• [Entries taken from a collection]
begin

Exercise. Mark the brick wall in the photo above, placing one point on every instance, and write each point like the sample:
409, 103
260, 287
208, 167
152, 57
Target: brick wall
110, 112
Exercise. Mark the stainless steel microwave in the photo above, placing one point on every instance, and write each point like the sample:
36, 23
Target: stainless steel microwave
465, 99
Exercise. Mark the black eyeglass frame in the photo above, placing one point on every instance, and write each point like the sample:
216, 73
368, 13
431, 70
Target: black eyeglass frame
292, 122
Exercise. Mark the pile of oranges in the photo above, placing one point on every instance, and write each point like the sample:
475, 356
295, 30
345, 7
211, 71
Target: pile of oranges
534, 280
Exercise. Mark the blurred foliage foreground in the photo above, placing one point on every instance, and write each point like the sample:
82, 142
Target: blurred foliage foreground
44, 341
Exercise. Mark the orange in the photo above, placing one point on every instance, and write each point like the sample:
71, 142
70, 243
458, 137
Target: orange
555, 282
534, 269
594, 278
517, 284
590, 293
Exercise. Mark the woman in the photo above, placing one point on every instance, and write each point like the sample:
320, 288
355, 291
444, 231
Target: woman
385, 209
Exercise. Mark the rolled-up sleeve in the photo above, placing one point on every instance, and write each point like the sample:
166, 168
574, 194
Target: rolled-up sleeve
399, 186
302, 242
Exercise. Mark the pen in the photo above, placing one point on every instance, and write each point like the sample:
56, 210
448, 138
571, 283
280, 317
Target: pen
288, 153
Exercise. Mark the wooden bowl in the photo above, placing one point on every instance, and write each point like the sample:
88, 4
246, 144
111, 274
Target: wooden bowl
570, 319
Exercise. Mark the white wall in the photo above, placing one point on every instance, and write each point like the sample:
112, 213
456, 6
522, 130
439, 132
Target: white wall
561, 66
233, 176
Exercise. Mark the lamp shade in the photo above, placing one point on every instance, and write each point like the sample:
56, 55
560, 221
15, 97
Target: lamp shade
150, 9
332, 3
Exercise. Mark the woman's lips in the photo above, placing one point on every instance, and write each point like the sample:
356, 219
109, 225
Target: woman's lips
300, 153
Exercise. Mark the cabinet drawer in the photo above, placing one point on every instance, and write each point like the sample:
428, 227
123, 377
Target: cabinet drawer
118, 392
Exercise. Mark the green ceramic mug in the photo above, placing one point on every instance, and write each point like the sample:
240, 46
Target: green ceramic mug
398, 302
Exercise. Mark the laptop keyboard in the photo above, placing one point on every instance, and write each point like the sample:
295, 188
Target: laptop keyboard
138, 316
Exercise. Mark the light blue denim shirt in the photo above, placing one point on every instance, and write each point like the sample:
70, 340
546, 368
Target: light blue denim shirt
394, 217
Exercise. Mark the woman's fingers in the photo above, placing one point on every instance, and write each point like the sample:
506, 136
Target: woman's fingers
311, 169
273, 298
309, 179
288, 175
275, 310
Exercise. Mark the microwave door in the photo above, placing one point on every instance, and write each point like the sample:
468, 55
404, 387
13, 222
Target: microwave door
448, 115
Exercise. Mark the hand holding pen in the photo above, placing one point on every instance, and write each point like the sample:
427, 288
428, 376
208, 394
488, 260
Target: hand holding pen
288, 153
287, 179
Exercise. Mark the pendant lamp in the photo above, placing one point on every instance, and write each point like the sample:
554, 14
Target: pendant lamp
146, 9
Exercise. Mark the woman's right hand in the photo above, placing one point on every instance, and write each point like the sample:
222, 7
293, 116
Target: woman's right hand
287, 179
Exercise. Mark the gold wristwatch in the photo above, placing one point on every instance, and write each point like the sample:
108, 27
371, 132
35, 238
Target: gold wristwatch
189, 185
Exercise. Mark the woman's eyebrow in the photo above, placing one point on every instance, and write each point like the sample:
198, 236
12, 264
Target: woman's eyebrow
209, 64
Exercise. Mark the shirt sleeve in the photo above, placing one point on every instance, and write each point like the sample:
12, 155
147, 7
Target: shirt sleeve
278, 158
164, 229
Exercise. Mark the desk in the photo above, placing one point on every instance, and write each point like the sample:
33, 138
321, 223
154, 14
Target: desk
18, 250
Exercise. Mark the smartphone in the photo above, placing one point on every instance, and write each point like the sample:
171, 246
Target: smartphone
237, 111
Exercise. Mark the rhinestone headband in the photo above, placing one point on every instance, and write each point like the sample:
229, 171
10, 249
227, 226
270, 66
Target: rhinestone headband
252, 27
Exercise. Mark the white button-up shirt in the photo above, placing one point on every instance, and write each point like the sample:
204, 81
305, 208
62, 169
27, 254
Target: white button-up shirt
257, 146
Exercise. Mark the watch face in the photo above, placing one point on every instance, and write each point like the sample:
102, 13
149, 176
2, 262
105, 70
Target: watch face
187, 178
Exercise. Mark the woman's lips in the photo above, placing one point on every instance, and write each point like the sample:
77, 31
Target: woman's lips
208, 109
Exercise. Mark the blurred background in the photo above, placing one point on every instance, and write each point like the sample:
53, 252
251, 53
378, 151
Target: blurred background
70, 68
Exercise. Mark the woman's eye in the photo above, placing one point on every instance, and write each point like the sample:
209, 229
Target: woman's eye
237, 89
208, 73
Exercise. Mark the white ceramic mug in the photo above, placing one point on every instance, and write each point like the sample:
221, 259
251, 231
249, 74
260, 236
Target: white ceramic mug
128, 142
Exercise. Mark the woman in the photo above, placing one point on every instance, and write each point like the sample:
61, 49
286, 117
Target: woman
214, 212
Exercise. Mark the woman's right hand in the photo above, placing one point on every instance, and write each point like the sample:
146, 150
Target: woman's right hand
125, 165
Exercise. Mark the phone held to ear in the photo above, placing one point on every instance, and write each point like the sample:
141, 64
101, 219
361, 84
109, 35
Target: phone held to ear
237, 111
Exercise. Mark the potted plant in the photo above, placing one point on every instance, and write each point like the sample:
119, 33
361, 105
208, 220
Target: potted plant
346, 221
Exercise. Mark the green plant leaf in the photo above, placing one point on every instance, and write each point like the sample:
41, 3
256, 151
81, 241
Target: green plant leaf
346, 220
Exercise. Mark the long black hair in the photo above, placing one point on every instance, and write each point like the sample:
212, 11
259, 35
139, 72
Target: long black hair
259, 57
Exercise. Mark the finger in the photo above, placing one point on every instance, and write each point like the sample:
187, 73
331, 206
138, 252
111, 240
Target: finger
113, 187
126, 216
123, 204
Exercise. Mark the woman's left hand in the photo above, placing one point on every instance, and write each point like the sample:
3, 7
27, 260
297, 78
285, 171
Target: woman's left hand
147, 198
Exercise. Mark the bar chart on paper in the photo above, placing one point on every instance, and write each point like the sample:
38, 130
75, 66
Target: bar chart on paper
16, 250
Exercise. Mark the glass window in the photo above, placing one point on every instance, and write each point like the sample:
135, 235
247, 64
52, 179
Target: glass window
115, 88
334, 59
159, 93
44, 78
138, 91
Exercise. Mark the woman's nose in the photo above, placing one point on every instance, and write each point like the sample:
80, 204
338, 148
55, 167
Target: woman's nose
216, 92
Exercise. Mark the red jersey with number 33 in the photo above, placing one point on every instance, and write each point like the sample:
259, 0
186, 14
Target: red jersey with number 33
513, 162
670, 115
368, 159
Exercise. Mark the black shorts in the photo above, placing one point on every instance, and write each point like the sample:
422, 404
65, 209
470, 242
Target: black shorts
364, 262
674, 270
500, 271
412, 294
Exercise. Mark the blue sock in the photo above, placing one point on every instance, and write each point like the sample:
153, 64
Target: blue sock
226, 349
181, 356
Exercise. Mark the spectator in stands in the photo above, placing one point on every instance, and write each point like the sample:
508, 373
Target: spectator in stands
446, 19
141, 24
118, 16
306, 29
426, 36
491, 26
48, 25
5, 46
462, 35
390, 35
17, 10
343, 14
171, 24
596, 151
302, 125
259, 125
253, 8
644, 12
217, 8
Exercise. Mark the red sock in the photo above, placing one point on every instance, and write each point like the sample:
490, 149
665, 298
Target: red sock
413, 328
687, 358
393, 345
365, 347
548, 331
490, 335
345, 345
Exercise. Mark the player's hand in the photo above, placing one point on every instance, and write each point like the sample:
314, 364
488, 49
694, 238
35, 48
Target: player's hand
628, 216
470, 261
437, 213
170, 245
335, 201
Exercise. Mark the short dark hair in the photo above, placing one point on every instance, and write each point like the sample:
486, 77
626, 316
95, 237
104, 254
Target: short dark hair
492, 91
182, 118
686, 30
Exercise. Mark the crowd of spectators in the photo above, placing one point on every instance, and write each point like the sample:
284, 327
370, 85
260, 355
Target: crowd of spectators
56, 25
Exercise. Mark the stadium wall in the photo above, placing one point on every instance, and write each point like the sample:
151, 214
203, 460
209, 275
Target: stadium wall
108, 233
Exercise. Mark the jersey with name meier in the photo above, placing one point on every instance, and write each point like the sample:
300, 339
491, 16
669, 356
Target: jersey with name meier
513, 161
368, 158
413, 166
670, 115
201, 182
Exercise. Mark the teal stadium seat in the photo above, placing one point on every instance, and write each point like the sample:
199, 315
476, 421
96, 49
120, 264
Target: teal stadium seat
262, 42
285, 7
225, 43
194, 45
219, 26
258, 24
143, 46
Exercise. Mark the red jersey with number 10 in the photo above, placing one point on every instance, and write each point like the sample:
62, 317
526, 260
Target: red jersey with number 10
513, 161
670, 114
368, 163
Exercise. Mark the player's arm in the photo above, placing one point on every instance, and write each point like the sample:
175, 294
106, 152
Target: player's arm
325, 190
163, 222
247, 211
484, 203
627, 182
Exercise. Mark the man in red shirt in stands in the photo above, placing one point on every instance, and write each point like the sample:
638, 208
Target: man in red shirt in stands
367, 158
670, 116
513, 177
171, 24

end

• [WHAT THE EXERCISE ASKS] Repeat, without change, each line of the data above from the one that contains "Exercise. Mark the player's hand" through the final line, counting both.

• [TASK RESPONSE]
Exercise. Mark the player's hand in the photo above, placing one point on every instance, and write each point like the sample:
314, 364
488, 49
694, 238
35, 48
Target: player's hand
628, 216
470, 261
437, 213
170, 245
335, 201
Exercise. Mark the short dark hair in the photo above, placing one point on every instance, and write each point like the sample:
486, 77
626, 316
95, 237
104, 254
Target: short dark hair
492, 91
182, 118
686, 30
Exercise. Mark the crowd of spectators in the photo above, placing one point on every instance, and write each point like the sample:
284, 327
370, 85
260, 355
Target: crowd of spectators
56, 25
Exercise. Mark the stadium wall in the photo above, placing one point on every instance, and write each point like the sample:
151, 214
203, 460
209, 275
Target: stadium wall
108, 233
Exercise. Mark the jersey with name meier in the photo above, placing one point on every instance, and write each point like the sample:
300, 339
491, 16
669, 356
Target: jersey with name meier
513, 161
368, 158
413, 166
670, 115
201, 182
Exercise. Mark the teal stadium seat in the photo above, placing one point on every instance, and write each point like the sample:
199, 315
476, 421
96, 49
120, 264
Target: teal stadium seat
262, 42
285, 7
225, 43
194, 45
219, 26
258, 24
143, 46
Exercise. Mark the red jersey with number 10 in the photo above, placing one point on every instance, and write each point like the sample:
62, 317
526, 260
Target: red jersey with number 10
513, 161
670, 114
368, 163
Exercise. Mark the player's arm in the photo above, placing one point on every instance, and write each point like the sample:
175, 294
106, 152
Target: player's arm
325, 190
163, 222
247, 211
484, 203
627, 182
Exercise. Mark the man in red shirt in stands in the photo above, placing one point on every instance, and write each point like the sample:
638, 208
Target: man in red shirt in stands
367, 158
670, 116
513, 177
171, 24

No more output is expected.